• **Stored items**
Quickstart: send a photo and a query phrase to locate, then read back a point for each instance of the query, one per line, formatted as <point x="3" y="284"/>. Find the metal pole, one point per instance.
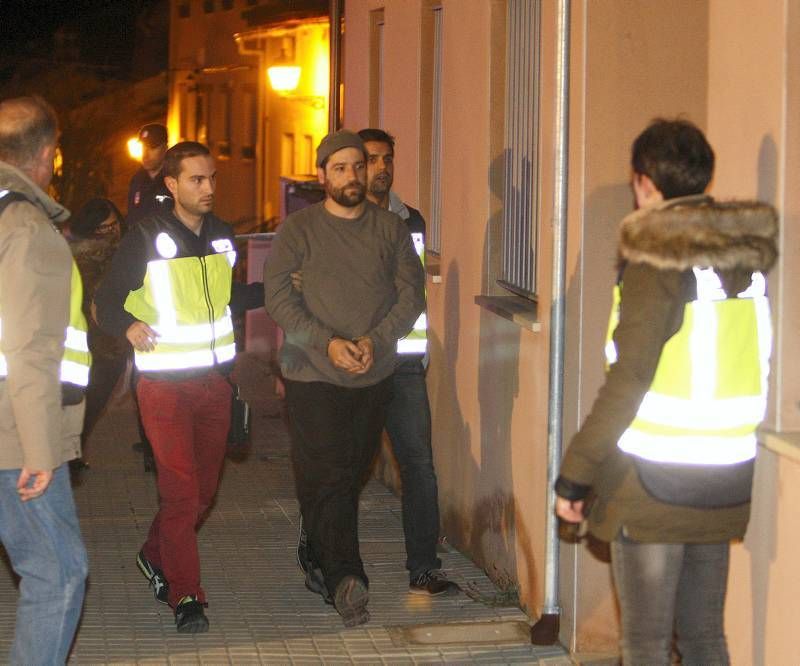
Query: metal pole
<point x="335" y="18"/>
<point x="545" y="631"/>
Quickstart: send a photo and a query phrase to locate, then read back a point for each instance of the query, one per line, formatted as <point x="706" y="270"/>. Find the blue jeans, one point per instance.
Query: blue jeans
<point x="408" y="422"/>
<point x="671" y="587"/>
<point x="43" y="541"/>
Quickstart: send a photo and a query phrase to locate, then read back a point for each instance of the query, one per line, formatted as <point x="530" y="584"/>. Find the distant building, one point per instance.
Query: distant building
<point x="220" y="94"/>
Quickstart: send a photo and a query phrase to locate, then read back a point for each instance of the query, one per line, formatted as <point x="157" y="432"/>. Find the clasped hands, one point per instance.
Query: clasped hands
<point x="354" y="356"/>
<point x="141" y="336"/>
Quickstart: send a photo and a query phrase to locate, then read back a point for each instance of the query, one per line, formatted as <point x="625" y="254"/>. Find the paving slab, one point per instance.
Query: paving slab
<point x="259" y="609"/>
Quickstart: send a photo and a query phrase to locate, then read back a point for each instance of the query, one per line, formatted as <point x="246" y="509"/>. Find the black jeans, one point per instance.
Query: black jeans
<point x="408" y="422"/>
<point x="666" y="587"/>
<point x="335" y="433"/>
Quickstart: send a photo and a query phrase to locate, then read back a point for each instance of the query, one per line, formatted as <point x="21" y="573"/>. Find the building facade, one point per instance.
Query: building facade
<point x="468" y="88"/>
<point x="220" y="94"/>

• **What the task asks**
Skip the pictures and print each record exactly as it stands.

• **Answer**
Quickstart: send a photo and a query phrase to locate, then read back a point for each instance of the query, one per line, formatted as <point x="3" y="284"/>. Find the metal pole, one point per instance.
Query: metal pole
<point x="335" y="18"/>
<point x="545" y="631"/>
Quickstart: send a photo and a query phrase to locate, then read back a point for each instance of the query, one per line, formatted as <point x="706" y="270"/>. Find the blue jeans, one point per instance.
Query: blue jeans
<point x="408" y="422"/>
<point x="671" y="587"/>
<point x="43" y="541"/>
Quickstart: send a photo and a query phrase to locate, then read back a point for each instance of the query, one per line, formatted as <point x="530" y="584"/>. Find the distant building, one point per instance.
Query: distant building
<point x="220" y="94"/>
Quickstart: send a photo and a query phrase to locate, then read back a point for each instance of the query, one per line, formatted as <point x="157" y="432"/>. Find the clasped hands, one point per instance.
Query: clasped hands
<point x="354" y="356"/>
<point x="141" y="336"/>
Quickstart: send a photo and a query phrase to locate, then read back a point for each instance of the query, one per line, formatted as <point x="625" y="254"/>. Find the paving slab, one point per instance.
Query: paving slab
<point x="259" y="609"/>
Quickstart: send a photo and a query phrase to locate, then read back a point for each instance of the query, one per line, formatted as <point x="246" y="509"/>. Find the black jeans, one point per instance.
Query: black jeans
<point x="408" y="422"/>
<point x="666" y="587"/>
<point x="335" y="433"/>
Quickstart: send a photo and a query phrase to locate, then read back a point for each instance of the query, one per line, formatted as <point x="21" y="573"/>. Find the building facade, one point per instance.
Query: building facade
<point x="468" y="88"/>
<point x="220" y="94"/>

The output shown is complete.